**PROVIDED TEXT:**
┄┄┄┄┄┄
Batch Extraction

Topics

Overview
Using batch inference with the LexicalGraphIndex
Setup
Batch extraction job requirements

Overview

You can use Amazon Bedrock batch inference in the extract stage of the indexing process to improve extraction performance for large datasets.

See Configuring Batch Extraction for details on configuring batch extraction for large ingests.

Using batch inference with the LexicalGraphIndex

To use batch inference in the extract stage of the indexing process, create a BatchConfig object and supply it to the LexicalGraphIndex as part of the IndexingConfig:

import os

from graphrag_toolkit.lexical_graph import LexicalGraphIndex
from graphrag_toolkit.lexical_graph import GraphRAGConfig, IndexingConfig
from graphrag_toolkit.lexical_graph.storage import GraphStoreFactory
from graphrag_toolkit.lexical_graph.storage import VectorStoreFactory
from graphrag_toolkit.lexical_graph.indexing.extract import BatchConfig

from llama_index.core import SimpleDirectoryReader

def batch_extract_and_load():

    GraphRAGConfig.extraction_batch_size = 1000

    batch_config = BatchConfig(
        region='us-west-2',
        bucket_name='my-bucket',
        key_prefix='batch-extract',
        role_arn='arn:aws:iam::111111111111:role/my-batch-inference-role',
        max_batch_size=40000
    )
┄┄┄┄┄┄
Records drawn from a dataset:

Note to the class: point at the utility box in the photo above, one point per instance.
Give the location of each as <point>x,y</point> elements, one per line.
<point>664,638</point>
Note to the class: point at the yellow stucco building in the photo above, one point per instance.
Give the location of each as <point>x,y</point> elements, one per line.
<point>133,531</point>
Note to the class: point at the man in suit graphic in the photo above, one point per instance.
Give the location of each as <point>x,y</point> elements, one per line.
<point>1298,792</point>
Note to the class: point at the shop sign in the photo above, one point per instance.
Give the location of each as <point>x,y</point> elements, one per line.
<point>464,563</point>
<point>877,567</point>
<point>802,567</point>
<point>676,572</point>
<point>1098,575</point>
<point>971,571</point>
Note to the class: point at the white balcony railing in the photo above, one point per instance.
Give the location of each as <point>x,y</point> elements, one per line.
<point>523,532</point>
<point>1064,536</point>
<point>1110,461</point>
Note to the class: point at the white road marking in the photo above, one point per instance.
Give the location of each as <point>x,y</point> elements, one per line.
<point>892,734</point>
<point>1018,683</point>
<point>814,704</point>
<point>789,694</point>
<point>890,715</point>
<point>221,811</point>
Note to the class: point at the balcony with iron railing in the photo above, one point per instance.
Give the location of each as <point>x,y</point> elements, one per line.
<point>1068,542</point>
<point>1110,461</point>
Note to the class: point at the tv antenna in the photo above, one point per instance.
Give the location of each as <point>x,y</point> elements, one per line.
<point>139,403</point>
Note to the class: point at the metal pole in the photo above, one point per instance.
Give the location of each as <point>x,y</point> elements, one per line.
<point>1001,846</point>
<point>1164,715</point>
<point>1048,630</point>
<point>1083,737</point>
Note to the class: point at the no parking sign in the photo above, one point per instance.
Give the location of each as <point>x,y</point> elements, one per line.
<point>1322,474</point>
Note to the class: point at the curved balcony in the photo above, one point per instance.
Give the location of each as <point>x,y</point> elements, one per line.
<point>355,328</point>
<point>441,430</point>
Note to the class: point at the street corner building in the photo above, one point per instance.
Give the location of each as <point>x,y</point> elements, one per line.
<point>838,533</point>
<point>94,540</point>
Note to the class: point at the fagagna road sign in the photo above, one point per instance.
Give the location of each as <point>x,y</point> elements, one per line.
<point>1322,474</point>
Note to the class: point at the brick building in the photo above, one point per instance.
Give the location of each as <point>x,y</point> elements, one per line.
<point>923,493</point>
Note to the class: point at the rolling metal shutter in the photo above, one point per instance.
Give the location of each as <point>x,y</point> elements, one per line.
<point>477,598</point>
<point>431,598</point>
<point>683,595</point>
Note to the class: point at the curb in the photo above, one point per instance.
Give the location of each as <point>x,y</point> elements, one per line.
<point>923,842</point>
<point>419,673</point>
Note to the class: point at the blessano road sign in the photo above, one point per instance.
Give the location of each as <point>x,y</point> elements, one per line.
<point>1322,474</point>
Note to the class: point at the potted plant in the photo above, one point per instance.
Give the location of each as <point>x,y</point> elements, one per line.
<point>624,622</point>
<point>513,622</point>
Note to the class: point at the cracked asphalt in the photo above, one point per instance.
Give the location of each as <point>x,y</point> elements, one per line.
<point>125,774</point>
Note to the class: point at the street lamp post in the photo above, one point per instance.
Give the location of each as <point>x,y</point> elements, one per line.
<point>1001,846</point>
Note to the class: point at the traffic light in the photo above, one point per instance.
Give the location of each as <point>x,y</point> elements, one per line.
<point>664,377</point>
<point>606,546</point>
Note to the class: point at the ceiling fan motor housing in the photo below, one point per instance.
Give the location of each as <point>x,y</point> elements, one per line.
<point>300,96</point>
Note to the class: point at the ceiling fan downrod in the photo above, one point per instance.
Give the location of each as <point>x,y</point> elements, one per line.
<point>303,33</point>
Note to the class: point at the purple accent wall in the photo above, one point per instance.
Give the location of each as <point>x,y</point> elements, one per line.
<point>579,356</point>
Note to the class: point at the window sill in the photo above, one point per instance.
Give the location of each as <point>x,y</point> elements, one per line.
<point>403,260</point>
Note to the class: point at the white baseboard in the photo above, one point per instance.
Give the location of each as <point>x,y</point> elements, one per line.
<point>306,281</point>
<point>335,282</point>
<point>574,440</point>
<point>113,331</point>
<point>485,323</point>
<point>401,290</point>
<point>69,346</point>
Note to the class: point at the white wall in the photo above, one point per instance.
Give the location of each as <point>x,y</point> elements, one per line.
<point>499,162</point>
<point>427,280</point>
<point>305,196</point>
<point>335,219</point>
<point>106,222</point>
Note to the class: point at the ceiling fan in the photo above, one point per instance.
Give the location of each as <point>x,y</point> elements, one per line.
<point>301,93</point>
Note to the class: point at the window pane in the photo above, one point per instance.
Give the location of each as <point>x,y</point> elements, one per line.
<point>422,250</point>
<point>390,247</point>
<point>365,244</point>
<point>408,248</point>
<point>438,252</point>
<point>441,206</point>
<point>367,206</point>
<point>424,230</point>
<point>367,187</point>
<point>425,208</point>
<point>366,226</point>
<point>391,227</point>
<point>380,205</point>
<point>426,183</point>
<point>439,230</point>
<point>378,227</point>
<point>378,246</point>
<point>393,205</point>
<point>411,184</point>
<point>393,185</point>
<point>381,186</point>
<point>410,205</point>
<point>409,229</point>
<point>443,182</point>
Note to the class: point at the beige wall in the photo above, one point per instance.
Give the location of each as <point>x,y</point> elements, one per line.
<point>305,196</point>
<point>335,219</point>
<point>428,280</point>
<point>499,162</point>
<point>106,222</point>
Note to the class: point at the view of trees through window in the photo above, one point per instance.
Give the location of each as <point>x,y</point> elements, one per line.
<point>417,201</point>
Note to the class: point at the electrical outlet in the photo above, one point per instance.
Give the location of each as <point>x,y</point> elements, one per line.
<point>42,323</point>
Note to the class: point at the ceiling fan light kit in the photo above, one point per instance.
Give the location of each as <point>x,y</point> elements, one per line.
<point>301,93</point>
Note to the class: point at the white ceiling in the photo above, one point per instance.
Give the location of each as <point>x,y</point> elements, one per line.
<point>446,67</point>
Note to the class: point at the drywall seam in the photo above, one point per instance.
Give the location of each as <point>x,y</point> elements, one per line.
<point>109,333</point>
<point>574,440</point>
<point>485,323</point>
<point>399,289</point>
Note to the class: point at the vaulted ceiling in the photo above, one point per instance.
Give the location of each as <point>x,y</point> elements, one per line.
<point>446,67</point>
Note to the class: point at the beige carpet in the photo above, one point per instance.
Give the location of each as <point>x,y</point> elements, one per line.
┄┄┄┄┄┄
**WRITTEN TASK:** From the batch extraction page, print the passage starting at "You can use" and ending at "for large ingests.". These records were taken from a separate source.

**WRITTEN ANSWER:**
You can use Amazon Bedrock batch inference in the extract stage of the indexing process to improve extraction performance for large datasets.

See Configuring Batch Extraction for details on configuring batch extraction for large ingests.